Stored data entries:
- - - - -
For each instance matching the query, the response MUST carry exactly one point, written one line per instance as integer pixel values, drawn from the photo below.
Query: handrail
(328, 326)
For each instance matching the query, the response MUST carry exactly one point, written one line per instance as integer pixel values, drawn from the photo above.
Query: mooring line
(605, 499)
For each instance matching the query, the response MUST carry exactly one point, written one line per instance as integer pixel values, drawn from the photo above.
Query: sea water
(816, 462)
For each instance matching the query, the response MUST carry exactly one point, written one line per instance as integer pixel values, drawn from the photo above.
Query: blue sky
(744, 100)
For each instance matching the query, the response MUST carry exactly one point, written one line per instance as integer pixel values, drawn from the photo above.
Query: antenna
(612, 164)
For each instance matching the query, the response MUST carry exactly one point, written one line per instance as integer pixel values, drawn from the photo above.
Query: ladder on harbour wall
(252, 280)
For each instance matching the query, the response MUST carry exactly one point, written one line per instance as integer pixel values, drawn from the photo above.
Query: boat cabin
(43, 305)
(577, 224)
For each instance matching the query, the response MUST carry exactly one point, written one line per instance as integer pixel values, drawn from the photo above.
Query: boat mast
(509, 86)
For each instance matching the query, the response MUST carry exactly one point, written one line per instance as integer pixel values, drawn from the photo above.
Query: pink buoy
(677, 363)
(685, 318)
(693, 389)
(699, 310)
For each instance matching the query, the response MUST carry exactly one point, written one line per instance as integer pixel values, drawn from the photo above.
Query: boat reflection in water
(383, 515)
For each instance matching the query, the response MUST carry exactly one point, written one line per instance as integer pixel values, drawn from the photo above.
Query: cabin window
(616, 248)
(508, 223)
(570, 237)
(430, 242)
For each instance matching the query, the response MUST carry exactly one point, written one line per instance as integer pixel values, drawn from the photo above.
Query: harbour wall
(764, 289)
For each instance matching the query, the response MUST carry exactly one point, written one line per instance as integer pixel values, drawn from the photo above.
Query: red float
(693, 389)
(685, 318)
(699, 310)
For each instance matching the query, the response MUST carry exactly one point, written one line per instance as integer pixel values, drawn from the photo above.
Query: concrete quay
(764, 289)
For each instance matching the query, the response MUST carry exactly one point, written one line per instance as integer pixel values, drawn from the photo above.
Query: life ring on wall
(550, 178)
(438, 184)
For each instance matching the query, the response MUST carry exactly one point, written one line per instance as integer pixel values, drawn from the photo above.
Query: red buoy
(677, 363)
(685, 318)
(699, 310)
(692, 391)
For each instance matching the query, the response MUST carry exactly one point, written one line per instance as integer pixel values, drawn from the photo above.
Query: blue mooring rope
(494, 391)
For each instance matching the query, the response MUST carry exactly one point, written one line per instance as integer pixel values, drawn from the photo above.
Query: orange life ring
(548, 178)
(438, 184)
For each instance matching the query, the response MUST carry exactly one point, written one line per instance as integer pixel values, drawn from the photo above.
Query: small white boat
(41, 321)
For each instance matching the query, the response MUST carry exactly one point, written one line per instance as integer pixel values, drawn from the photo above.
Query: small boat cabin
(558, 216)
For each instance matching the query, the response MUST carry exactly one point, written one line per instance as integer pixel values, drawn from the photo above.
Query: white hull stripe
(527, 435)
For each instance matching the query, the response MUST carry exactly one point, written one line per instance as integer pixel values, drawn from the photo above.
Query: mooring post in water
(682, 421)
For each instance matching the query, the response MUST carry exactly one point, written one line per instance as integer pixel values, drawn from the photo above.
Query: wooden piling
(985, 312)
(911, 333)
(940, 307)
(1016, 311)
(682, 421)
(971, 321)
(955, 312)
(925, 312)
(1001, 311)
- - - - -
◆ ACTIVITY: Transcribe the entries above exactly.

◆ WRITTEN RESPONSE:
For each instance matching the query, the response MUST carry exactly one point, written one line per instance as integer pixel values, drawn from the photo below.
Query: handrail
(328, 326)
For each instance matching the query, the response MUST carry exactly one point, written one line per instance as integer pixel values, drawn from the photo above.
Query: mooring line
(605, 499)
For each instance matching the query, the response MUST carry exactly one point, written one line per instance as integer pixel values, drawn from the photo above.
Query: sea water
(816, 462)
For each instance matching the query, the response MUST carry exactly one point, written one line per instance as integer pixel values, drawn from the photo above.
Query: blue sky
(744, 100)
For each instance matching the query, the response MUST carry exactly one point, written one line per instance as integer pixel values, drawn from the photo above.
Query: antenna
(612, 164)
For each instance matching the query, the response MUST carry exactly one point, written one line per instance as integer pixel values, drawn from the photo above.
Query: ladder on harbour wall
(252, 280)
For each instance matching the query, the response MUST carry exactly one point, written one line per instance as integer pixel values, drawn from the photo above.
Query: boat cabin
(43, 305)
(577, 224)
For each instance matching the query, the response MUST carry exactly one point, written one line per instance as integer pixel values, drawn from the photo above.
Query: boat mast
(509, 86)
For each instance matching the query, the response MUST carry exactly one point, written one line per instance as integer pixel values, drawn from the photo above.
Query: pink buoy
(677, 363)
(685, 318)
(693, 389)
(699, 310)
For each instance matching the query, the response MUST carry exactly one point, written one line per instance as integer pixel values, drawn from the photo above.
Query: boat reflection in water
(383, 515)
For each instance matching the query, the response MUST carry exactly one point, written one line per instance as integer pixel values, drawn from the photo above.
Query: cabin window
(616, 248)
(508, 223)
(570, 237)
(430, 242)
For each instance matching the query, the response MUST carry exactly one point, written one line per instance as integer pixel values, drawn from the photo above.
Query: harbour wall
(764, 289)
For each instance matching the query, the response MUST carry exactly one point, written one line per instance as integer pixel values, drawn from the photo above.
Query: red float
(693, 389)
(685, 318)
(699, 310)
For each instance matching the query, the response MUST carry exactly one point, written one line per instance as integer pixel values, drawn from the photo above.
Query: concrete quay
(764, 289)
For each instance matching the query, the response MUST carry exactly one point, written one line per instance as integer pixel values, drawn from the photo above.
Query: life ring on wall
(550, 178)
(438, 184)
For each instance matching the query, the response MUST carry exactly one point, written one line per instance as integer pixel values, drawn from the photo above.
Query: red buoy
(677, 363)
(685, 318)
(699, 310)
(692, 391)
For each instance matching the query, the response MUST carry exactly one point, written one line per instance as integer pixel values, drawn from the photo above.
Query: blue mooring rope
(494, 391)
For each instance matching the query, the response MUST carry exactly one point, written one line per instance as integer pixel values, drawn from the photo above.
Query: orange life ring
(548, 178)
(438, 184)
For each instance matching the query, the response MUST carry exactly one point, written one line per instance as integer pixel values, drawn from the photo above.
Query: small white boat
(41, 321)
For each instance matching the query, the response MUST carry exactly one point, written one line per instance as integer pixel values, drawn from the photo above.
Query: small boat cabin
(558, 216)
For each instance matching the query, the response MUST carry exactly one point, written one line per instance as integer pixel values, drawn from the photo above.
Query: white hull stripe
(527, 435)
For each instance matching the query, the response MUST carry exactly one point, written one line per instance as integer pixel values, drawn from the photo above.
Query: mooring post in water
(682, 421)
For each instance matching the query, the response MUST carry exactly one point, written one line per instance as integer pixel values, drawn from the photo above.
Query: wooden piling
(985, 312)
(911, 333)
(940, 307)
(1016, 311)
(682, 421)
(971, 321)
(955, 312)
(925, 312)
(1001, 311)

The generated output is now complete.